++++ Information supplied

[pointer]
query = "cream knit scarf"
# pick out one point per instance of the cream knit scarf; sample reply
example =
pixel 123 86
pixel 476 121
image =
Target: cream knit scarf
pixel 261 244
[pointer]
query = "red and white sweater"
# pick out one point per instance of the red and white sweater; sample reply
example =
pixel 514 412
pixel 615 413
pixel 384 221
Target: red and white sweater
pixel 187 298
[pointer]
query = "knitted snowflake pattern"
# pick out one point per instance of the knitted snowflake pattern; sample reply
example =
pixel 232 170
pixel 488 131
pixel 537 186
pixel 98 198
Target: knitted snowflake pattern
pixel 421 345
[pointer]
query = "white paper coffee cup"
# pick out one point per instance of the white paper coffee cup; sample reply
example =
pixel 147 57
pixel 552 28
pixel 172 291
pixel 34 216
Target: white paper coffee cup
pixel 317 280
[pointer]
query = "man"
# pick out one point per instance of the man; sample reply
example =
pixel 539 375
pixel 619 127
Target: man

++++++++

Activity:
Of all the lines in the data above, show only those that hold the word "query".

Exercise output:
query = "cream knit scarf"
query = "red and white sweater"
query = "knitted snowflake pattern"
query = "white paper coffee cup"
query = "man"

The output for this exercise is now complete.